Reproduce the rows below from the start through the line that contains "x=222, y=166", including that line. Leave the pictures out of your answer.

--- BEGIN Listed records ---

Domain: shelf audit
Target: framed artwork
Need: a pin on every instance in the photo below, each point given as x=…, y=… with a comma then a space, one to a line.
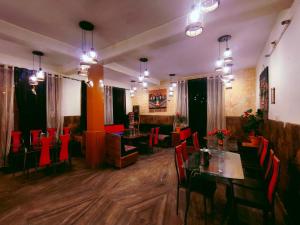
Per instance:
x=158, y=100
x=264, y=91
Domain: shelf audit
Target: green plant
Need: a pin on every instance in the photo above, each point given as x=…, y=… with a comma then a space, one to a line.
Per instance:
x=252, y=121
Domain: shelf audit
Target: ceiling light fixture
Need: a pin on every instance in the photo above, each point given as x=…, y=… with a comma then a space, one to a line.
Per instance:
x=194, y=21
x=225, y=65
x=90, y=83
x=40, y=75
x=208, y=6
x=173, y=84
x=133, y=88
x=88, y=57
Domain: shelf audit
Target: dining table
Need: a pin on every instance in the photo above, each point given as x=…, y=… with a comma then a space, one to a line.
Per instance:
x=222, y=166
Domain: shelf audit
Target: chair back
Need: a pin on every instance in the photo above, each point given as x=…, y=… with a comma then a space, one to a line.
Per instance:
x=260, y=145
x=196, y=140
x=156, y=136
x=274, y=180
x=264, y=151
x=66, y=130
x=185, y=155
x=179, y=163
x=270, y=164
x=45, y=152
x=52, y=134
x=16, y=141
x=64, y=148
x=151, y=137
x=35, y=137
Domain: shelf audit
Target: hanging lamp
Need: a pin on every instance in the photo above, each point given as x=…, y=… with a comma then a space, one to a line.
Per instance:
x=208, y=6
x=194, y=25
x=88, y=57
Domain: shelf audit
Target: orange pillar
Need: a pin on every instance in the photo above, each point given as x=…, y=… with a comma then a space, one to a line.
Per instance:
x=95, y=135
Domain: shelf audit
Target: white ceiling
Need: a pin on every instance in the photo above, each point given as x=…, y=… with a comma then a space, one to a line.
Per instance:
x=129, y=29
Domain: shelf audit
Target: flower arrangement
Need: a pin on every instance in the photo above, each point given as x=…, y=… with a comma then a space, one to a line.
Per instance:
x=252, y=121
x=219, y=134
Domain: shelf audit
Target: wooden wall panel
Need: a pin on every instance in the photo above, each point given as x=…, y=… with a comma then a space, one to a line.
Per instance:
x=285, y=141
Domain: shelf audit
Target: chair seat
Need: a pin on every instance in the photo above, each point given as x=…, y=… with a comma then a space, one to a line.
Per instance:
x=252, y=198
x=251, y=183
x=129, y=148
x=162, y=137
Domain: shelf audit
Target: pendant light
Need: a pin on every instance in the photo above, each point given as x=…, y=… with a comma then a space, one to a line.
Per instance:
x=220, y=61
x=194, y=21
x=228, y=52
x=208, y=6
x=88, y=57
x=40, y=75
x=172, y=85
x=133, y=88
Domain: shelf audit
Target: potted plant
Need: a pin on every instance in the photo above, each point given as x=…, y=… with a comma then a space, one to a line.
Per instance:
x=252, y=123
x=180, y=121
x=220, y=135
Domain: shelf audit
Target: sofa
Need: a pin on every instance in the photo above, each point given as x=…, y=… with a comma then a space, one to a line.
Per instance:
x=117, y=152
x=165, y=124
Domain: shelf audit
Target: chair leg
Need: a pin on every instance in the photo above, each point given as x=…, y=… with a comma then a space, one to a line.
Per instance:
x=265, y=217
x=187, y=192
x=177, y=202
x=205, y=210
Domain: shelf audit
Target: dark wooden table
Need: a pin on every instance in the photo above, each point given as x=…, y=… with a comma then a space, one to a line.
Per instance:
x=224, y=166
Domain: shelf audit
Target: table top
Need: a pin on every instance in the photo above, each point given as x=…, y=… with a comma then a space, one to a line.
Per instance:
x=222, y=164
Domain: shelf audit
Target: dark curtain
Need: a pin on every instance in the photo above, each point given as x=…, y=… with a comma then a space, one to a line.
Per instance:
x=119, y=105
x=197, y=90
x=83, y=117
x=30, y=107
x=264, y=91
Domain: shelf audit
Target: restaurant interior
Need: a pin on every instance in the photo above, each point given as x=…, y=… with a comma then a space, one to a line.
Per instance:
x=149, y=112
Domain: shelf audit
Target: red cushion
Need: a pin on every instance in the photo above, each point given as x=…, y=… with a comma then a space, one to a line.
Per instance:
x=129, y=148
x=274, y=179
x=16, y=140
x=185, y=155
x=195, y=140
x=180, y=163
x=264, y=151
x=156, y=135
x=114, y=128
x=66, y=130
x=35, y=137
x=45, y=152
x=64, y=148
x=185, y=134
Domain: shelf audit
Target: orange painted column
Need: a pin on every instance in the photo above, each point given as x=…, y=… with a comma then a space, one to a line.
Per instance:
x=95, y=135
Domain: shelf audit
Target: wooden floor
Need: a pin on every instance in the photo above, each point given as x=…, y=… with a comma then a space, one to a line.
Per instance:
x=141, y=194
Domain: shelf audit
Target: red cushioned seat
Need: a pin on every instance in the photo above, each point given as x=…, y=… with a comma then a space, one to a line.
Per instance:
x=114, y=128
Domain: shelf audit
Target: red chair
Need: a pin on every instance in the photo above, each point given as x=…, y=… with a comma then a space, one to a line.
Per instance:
x=52, y=134
x=184, y=152
x=64, y=148
x=196, y=141
x=199, y=185
x=156, y=136
x=66, y=130
x=16, y=141
x=45, y=152
x=263, y=200
x=35, y=137
x=148, y=144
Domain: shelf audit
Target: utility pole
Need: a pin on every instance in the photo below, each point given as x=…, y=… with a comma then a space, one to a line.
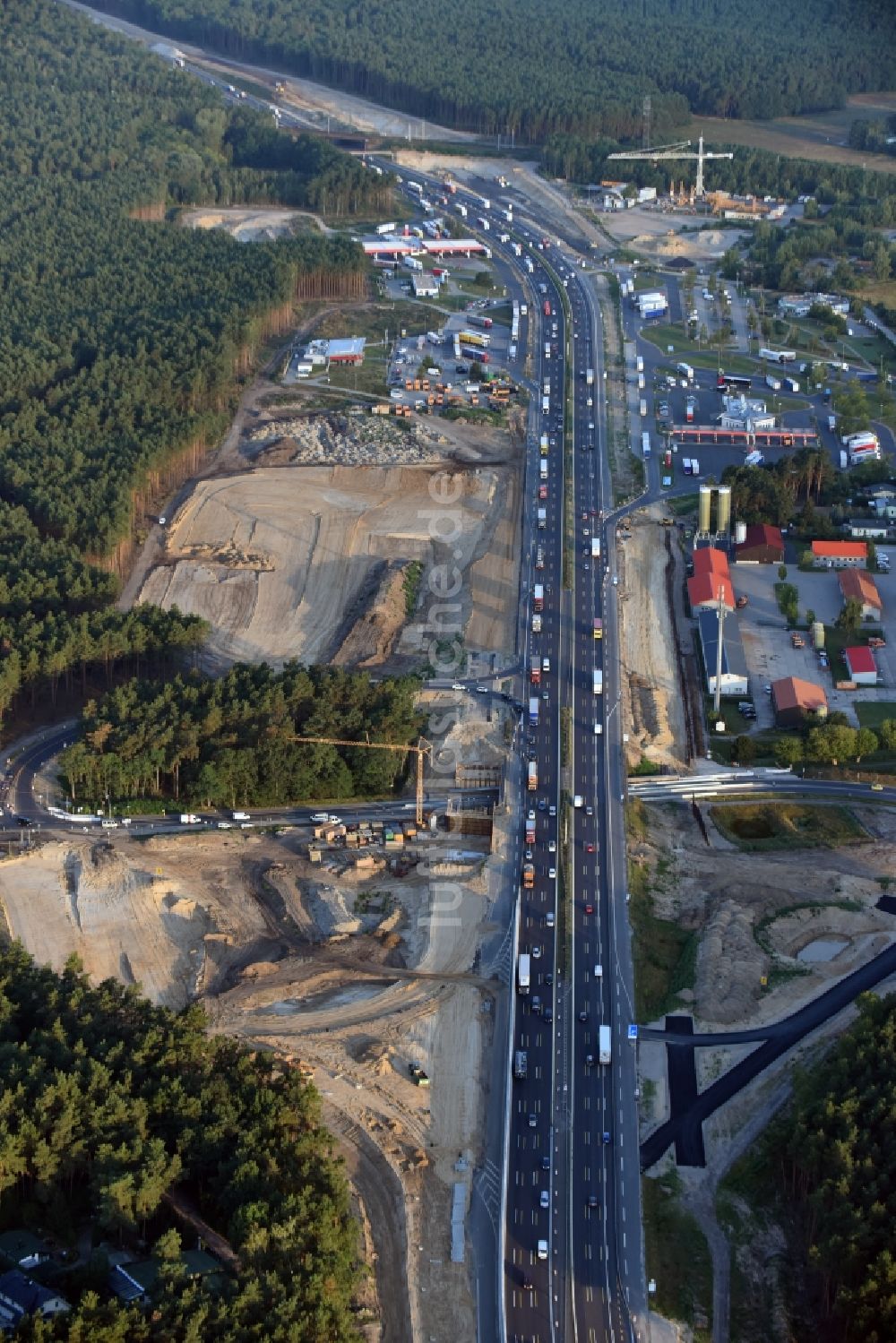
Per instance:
x=716, y=699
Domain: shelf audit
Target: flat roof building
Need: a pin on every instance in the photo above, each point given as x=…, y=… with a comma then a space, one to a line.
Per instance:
x=735, y=678
x=839, y=555
x=796, y=700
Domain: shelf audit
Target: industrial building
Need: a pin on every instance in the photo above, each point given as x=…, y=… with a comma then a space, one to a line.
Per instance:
x=861, y=667
x=336, y=350
x=858, y=586
x=796, y=700
x=839, y=555
x=759, y=544
x=425, y=287
x=734, y=662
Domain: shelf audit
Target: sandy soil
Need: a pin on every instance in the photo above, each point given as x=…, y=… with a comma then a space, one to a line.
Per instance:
x=650, y=697
x=339, y=966
x=289, y=559
x=249, y=226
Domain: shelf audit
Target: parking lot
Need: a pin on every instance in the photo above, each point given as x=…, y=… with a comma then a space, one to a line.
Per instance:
x=769, y=649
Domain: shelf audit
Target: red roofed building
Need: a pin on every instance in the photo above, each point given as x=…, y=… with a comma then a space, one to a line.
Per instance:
x=858, y=586
x=793, y=700
x=704, y=590
x=763, y=544
x=839, y=555
x=860, y=664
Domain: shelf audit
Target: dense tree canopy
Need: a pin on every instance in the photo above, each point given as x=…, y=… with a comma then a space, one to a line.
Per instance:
x=228, y=742
x=540, y=66
x=123, y=335
x=108, y=1104
x=837, y=1174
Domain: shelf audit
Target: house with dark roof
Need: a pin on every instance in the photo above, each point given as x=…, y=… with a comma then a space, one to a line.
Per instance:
x=763, y=544
x=839, y=555
x=21, y=1296
x=796, y=700
x=861, y=667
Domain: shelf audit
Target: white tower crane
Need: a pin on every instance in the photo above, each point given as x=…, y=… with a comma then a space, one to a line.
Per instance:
x=680, y=151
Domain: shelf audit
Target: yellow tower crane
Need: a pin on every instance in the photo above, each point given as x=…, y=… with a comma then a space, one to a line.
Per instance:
x=422, y=750
x=681, y=151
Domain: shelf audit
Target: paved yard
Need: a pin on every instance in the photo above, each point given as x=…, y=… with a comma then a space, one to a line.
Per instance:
x=766, y=638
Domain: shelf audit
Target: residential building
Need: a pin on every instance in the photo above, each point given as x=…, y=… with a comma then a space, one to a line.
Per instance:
x=839, y=555
x=872, y=529
x=796, y=700
x=704, y=591
x=735, y=680
x=763, y=544
x=861, y=667
x=858, y=586
x=21, y=1296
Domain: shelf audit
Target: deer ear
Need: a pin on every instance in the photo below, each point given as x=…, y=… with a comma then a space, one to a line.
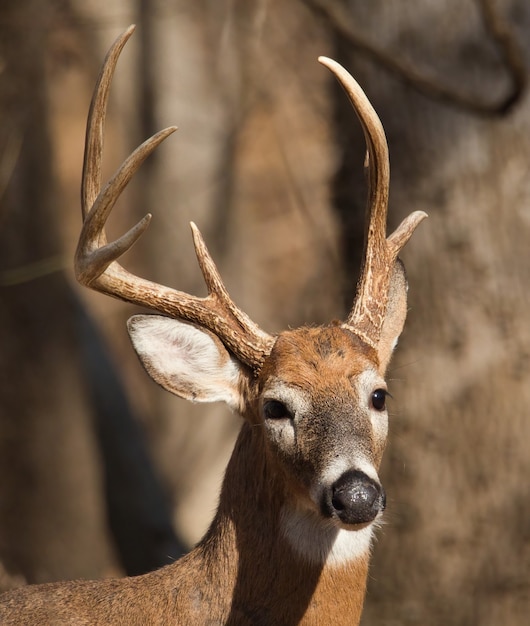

--- END Listed records ---

-- Exercise answer --
Domain: shelf audit
Target: framed artwork
Need: a pin on every instance in the photo below, each point given as x=…, y=… with a comma then a space, one to a line.
Per instance:
x=158, y=100
x=264, y=91
Domain: shelf audit
Target: green plant
Need: a pin on every instance in the photo above, each point given as x=…, y=… with a comma then a space, one to a line.
Per instance:
x=252, y=121
Domain: shelf audit
Target: ceiling light fixture
Need: a pin on every instance in the photo above, each point given as x=…, y=… with a comma then a space, one to a line.
Per instance:
x=194, y=21
x=225, y=65
x=90, y=83
x=40, y=75
x=208, y=6
x=173, y=84
x=133, y=88
x=88, y=57
Domain: shelf audit
Target: dining table
Need: a pin on every instance in the photo above, each point given as x=…, y=… with a comma then a space, one to a line.
Per instance:
x=222, y=166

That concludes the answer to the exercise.